§ **Exercise instructions**
a) Please answer these about the divorce assets passage:
(i) If you and your partner can't agree, what can you apply to the family court for?
(ii) Who can help you get an agreement approved by the court?
(iii) Which four debts are listed as examples of matrimonial assets?
b) Repeat the divorce assets passage between "If you’re unable" and "What are assets?", inclusive.

§ **Passage to read**
++++++++++
If you and your partner divorce or end your civil partnership, you need to agree how you’ll approach the division of your home, money and other assets.

You must also decide how you’ll repay any debts and organise any child maintenance or spousal maintenance payments.

If you’re unable to agree, you can apply to the family court for a ‘financial order’. This is where a judge makes an order that determines how your assets will be split (see ‘Who gets what in a divorce?’ below).

Although you might come to an amicable agreement between yourselves, it won’t be legally binding until you have it approved by the court. Family solicitors can help you with this.

As your ex-partner might be able to make financial claims against you (and vice versa) at a later date, it’s important to have a legal order setting out exactly what you and they are entitled to.

What are assets?

In a divorce settlement, your ‘assets’ might include:

  • the family home and any other property you both own
  • pensions
  • savings and investments
  • cash
  • vehicles
  • furniture and appliances
  • any businesses you both own

(Note: This is not an exhaustive list.)

A court can draw a distinction between ‘matrimonial assets’ and ‘non-matrimonial assets’.

Matrimonial assets

These are any assets you and your partner acquired during your marriage or civil partnership and/or from when you started living together. They also include any debts you accrued in that time, such as:

  • mortgages
  • credit cards
  • loans
  • overdrafts

When dividing these assets, the court will aim to be fair and equal, although this doesn’t always mean 50/50 (see ‘What is a fair divorce settlement?’ below).
++++++++++
§ **Record extracts**

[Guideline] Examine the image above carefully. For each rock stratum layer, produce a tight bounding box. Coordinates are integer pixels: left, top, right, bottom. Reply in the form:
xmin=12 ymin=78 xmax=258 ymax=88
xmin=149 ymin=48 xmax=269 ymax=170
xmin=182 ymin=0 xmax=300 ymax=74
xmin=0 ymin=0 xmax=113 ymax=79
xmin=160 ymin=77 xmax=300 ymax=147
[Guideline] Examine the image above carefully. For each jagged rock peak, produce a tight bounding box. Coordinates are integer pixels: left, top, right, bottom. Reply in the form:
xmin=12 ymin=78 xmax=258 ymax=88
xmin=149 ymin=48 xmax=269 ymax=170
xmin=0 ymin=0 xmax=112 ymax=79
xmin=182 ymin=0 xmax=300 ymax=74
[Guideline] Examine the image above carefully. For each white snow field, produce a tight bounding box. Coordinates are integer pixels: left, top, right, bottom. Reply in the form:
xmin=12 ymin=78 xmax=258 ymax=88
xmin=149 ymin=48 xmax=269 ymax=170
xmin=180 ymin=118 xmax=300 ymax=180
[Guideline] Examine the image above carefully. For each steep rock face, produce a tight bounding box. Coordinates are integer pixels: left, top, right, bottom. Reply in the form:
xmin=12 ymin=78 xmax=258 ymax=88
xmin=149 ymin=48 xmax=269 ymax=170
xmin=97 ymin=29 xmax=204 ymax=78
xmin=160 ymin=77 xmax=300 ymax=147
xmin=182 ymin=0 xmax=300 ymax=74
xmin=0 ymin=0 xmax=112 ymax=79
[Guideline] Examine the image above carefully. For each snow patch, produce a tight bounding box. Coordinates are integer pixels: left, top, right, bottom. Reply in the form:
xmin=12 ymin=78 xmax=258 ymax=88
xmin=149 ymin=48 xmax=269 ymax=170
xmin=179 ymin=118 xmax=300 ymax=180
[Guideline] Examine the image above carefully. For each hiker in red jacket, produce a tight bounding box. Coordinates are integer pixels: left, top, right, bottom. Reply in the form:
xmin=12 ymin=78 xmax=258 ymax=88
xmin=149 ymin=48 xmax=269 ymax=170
++++++++++
§ **Expected outputs**
a)
(i) A 'financial order'
(ii) Family solicitors
(iii) Mortgages, credit cards, loans and overdrafts

b)
If you’re unable to agree, you can apply to the family court for a ‘financial order’. This is where a judge makes an order that determines how your assets will be split (see ‘Who gets what in a divorce?’ below).

Although you might come to an amicable agreement between yourselves, it won’t be legally binding until you have it approved by the court. Family solicitors can help you with this.

As your ex-partner might be able to make financial claims against you (and vice versa) at a later date, it’s important to have a legal order setting out exactly what you and they are entitled to.

What are assets?